[EXCERTO DE ORIGEM]
——————————

Creio que uma nova síntese entre o Evangelho e as culturas só pode ser realizada, hoje, por um cristianismo autenticamente secular. Este adjetivo, secular — que usamos muito menos do que o seu referente negativo “secularizado” — tem uma etimologia bastante complexa. A mais comummente partilhada liga-o ao léxico da sementeira (da raiz sa-): secular é a semente lançada, é o ciclo vital; não é por acaso que, em latim, saeculum indicava uma geração, cerca de trinta anos, ou seja, o ciclo vital do ser humano. Curiosamente, a palavra passou a significar duas coisas: um período de tempo (o século composto por cem anos) e aquilo que se opõe ao espiritual. Em síntese, secular indica algo que passa, que não pertence à ordem do eterno, que está sujeito a um ciclo vital de nascimento, crescimento e morte, sujeito à história e às suas mudanças.
Parece-me que o cristianismo europeu deste tempo, o tempo do seu aparente ocaso, do aparente ocaso da própria Europa, pode propor uma nova síntese entre o Evangelho e as culturas precisamente a partir desta necessidade, abraçando a sua forma secular, mutável, exposta ao fim e à finitude. Não à sua derrota, não necessariamente (é exatamente este o ponto), mas, sem dúvida, à sua finitude, ao seu possível ocaso. Dizer que o cristianismo se expõe à possibilidade do seu ocaso é considerar na ordem do possível que, dentro de um tempo mais ou menos longo, o cristianismo, tal como o conhecemos, está realmente destinado a tornar-se um momento da história, que acabará por ser estudado da mesma forma que hoje se estudam os deuses do Olimpo ou a epopeia de Gilgamesh ou a Odisseia de Homero. É possível que passemos a visitar as catedrais góticas tal como entramos no Pártenon de Atenas ou nas pirâmides do Egito. Não quero dizer que isto vai acontecer, nem desejo que aconteça, nem quero lançar todos na frustração ou na ansiedade — já temos o suficiente disto com o fim do Ocidente ou o fim do mundo — mas quero procurar explorar mais esta hipótese.
Afinal, a finitude é o que acompanha o ser humano na idade adulta, como quando, aos cinquenta ou sessenta anos, começamos a perceber a possibilidade de um fim.
Se procurássemos aceitar esta eventualidade, analisando-a mais de perto, notaríamos que se abrem energias relevantes. Por exemplo, há muitos filósofos laicos, em particular europeus, que falam do cristianismo desta forma há já algum tempo. Massimo Cacciari, Giorgio Agamben, Jean-Luc Nancy, Bruno Latour, mas também, em certa medida, Massimo Recalcati e Salvatore Natoli — para citar apenas alguns — propuseram uma leitura secular do cristianismo. É surpreendente que estes pensadores, precisamente por se declararem não-crentes, descobriram no cristianismo laico fontes de uma profundidade singular, tornaram acessível uma riqueza que nós próprios não conhecíamos e, sobretudo, reconheceram uma capacidade de síntese cultural e humana não só no Evangelho de Jesus, mas na própria parábola do cristianismo, nas suas instituições e teologias. Isto, a geração anterior (que facilmente afirmava “Cristo sim, Igreja não”), não foi capaz de o fazer. Um olhar sobre o cristianismo como realidade secular, talvez como realidade finita, escancara verdades que de outra forma seriam inacessíveis na sua história.

——————————

[TAREFAS A REALIZAR]
1. De acordo com o texto sobre o cristianismo secular, por que razão o termo latino saeculum indicava uma geração? Responda em uma a três frases.
2. Prossiga o texto sobre o cristianismo secular a partir da última frase apresentada.
O material apresentado a seguir é independente do texto sobre o cristianismo secular.

[MATERIAL APRESENTADO]
——————————

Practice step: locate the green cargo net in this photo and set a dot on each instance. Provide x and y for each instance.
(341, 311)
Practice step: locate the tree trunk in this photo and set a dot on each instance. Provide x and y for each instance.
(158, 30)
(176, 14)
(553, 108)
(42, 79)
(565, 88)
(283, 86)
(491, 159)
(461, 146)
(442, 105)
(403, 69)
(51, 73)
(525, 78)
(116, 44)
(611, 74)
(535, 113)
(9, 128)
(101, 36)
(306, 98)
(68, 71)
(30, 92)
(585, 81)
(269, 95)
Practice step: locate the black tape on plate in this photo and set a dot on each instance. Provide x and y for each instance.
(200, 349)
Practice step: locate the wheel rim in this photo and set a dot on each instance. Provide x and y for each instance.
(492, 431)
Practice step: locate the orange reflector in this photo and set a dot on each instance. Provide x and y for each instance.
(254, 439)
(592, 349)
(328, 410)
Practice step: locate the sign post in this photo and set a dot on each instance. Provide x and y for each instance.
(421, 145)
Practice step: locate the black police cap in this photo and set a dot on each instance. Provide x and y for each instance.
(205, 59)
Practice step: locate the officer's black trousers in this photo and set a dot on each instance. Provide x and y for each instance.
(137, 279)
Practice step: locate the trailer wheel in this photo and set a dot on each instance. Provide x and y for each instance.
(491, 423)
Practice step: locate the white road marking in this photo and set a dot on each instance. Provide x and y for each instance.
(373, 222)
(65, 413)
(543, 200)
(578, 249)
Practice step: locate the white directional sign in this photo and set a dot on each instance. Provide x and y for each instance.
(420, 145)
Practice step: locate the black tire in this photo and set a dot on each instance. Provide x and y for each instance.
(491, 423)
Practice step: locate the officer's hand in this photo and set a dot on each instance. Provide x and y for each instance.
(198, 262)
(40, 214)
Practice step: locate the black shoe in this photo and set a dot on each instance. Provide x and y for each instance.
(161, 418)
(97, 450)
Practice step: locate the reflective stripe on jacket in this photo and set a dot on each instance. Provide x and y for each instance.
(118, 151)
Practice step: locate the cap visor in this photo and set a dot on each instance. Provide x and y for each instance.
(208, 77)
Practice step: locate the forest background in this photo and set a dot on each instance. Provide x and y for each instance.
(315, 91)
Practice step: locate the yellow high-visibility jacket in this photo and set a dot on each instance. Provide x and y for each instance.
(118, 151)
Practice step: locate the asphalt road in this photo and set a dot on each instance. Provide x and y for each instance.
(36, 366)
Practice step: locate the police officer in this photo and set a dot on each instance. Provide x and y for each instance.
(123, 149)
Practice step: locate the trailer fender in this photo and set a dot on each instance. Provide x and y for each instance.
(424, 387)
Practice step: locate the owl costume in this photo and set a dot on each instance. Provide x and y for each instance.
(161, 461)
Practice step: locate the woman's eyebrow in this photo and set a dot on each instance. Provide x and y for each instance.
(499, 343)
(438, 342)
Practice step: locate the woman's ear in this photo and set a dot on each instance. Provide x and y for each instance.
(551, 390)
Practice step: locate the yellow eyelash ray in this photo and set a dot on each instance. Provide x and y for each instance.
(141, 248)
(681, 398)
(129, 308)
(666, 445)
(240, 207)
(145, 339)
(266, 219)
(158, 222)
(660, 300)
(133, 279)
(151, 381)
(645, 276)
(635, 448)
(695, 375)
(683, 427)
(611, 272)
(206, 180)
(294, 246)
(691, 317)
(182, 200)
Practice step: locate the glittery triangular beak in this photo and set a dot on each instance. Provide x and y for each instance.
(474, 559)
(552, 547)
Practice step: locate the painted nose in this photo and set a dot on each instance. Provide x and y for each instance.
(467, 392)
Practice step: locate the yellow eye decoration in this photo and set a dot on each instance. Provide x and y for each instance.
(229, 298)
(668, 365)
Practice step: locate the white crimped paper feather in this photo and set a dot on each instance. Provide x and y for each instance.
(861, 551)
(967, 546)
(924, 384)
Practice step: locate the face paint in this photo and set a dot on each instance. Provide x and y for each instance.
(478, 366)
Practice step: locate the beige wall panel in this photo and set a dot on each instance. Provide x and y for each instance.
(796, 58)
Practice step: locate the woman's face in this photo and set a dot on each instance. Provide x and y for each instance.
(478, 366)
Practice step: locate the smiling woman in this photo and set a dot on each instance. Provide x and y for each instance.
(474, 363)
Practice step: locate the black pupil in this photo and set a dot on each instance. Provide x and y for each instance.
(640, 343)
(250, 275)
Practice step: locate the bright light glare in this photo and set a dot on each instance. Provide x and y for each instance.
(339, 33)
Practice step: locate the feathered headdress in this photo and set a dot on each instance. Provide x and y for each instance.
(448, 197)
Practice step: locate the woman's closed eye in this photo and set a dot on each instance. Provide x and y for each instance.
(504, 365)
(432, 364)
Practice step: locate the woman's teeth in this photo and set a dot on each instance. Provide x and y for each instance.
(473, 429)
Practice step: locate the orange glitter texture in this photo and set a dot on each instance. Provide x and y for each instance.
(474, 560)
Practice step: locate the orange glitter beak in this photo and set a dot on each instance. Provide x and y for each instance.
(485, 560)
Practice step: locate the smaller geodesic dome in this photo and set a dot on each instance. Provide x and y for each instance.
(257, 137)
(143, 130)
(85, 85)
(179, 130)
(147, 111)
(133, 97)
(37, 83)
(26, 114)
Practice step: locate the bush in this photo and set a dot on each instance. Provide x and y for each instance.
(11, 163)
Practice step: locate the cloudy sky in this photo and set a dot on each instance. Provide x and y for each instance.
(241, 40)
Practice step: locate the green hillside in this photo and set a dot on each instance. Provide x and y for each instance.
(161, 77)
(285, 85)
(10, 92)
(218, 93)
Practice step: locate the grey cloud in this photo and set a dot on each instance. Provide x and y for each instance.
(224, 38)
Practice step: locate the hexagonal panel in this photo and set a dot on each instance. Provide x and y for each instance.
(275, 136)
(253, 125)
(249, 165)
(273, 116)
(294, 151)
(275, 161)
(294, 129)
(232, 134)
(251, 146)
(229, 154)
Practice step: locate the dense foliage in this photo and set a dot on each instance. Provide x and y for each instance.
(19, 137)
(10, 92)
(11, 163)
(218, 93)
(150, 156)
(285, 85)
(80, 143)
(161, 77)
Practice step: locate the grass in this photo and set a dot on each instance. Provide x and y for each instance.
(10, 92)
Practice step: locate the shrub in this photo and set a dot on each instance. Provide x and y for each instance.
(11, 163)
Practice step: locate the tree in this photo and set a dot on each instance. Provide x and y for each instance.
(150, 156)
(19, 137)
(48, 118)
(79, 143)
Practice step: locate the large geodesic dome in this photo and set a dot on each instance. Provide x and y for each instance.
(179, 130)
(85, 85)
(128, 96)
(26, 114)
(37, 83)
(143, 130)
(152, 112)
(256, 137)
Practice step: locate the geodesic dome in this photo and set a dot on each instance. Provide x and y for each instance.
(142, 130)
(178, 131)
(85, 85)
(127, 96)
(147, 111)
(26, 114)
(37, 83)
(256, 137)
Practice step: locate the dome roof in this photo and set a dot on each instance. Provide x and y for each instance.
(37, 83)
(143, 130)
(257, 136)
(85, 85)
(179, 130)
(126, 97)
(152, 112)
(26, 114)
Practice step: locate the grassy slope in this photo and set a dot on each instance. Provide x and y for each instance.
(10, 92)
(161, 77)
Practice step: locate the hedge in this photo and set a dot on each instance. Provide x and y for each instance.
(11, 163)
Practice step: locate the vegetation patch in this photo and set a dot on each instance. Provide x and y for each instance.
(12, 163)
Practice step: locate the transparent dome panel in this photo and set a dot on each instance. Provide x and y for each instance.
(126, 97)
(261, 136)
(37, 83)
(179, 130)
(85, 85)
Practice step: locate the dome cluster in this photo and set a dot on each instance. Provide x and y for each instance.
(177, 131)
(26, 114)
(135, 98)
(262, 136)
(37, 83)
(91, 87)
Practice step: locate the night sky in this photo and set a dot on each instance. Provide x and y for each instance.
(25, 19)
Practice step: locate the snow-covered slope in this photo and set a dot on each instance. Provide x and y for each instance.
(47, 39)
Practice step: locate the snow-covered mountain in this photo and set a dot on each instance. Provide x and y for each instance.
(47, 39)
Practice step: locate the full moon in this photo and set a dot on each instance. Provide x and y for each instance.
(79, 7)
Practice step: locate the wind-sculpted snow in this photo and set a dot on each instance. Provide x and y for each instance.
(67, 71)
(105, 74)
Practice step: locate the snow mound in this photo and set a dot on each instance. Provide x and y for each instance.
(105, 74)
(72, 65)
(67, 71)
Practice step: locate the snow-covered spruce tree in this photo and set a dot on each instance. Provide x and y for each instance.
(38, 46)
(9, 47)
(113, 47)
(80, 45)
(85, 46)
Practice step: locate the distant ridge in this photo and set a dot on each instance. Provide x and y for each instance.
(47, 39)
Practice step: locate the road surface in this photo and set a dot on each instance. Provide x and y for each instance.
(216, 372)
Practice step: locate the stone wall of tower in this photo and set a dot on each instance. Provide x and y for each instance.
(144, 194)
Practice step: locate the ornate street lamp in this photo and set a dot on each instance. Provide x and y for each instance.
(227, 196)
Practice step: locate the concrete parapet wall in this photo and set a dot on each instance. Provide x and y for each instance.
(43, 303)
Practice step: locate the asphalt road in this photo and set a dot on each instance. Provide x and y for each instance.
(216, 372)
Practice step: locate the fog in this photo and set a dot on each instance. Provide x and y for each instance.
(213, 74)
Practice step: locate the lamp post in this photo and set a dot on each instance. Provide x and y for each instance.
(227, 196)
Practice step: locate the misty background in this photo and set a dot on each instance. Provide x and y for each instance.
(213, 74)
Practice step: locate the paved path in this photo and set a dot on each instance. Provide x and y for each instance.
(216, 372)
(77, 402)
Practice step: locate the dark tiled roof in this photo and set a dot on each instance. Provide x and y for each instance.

——————————

[RESPOSTAS POR TAREFA]
1. A etimologia mais comummente partilhada liga o adjetivo "secular" ao léxico da sementeira, isto é, à semente lançada e ao ciclo vital. Por isso, saeculum indicava uma geração, cerca de trinta anos, ou seja, o ciclo vital do ser humano.

2.
No entanto, a força destas sínteses realizadas por filósofos abertamente laicos confronta-se com um limite inevitável: o da celebração dos defuntos. Um elogio fúnebre, afinal, não se nega a ninguém. Em suma — para usar uma expressão com que um grande historiador da arte, Didi-Huberman, descreveu o que o Renascimento representou para a cultura clássica — quando se faz o elogio de um querido defunto, liberta-se o seu fantasma. E os fantasmas, como todos sabemos, são perigosos. Basta pensar na história de Hamlet, o pobre príncipe da Dinamarca que já não sabe escolher nada, porque sobre ele incumbe o fantasma do pai. Clive Staple Lewis escreve, a tal propósito, que «a definição de Hamlet não é “um homem que deve vingar o seu pai”, mas “um homem a quem um fantasma confiou uma tarefa”».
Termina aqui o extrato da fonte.